_What the exercise asks_
Please update the entries below by replacing "storm cloud" with "thundercloud" and keeping everything else unchanged.

☆ ☆ ☆ ☆ ☆ ☆ ☆

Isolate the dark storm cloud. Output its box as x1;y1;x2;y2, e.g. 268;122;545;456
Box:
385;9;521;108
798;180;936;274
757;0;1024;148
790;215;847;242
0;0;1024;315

☆ ☆ ☆ ☆ ☆ ☆ ☆

_Answer below_
Isolate the dark thundercloud. Output its box as x1;y1;x2;y2, e.g. 268;122;545;456
Box:
385;9;521;108
798;180;936;274
757;0;1024;148
790;215;847;242
0;0;1024;315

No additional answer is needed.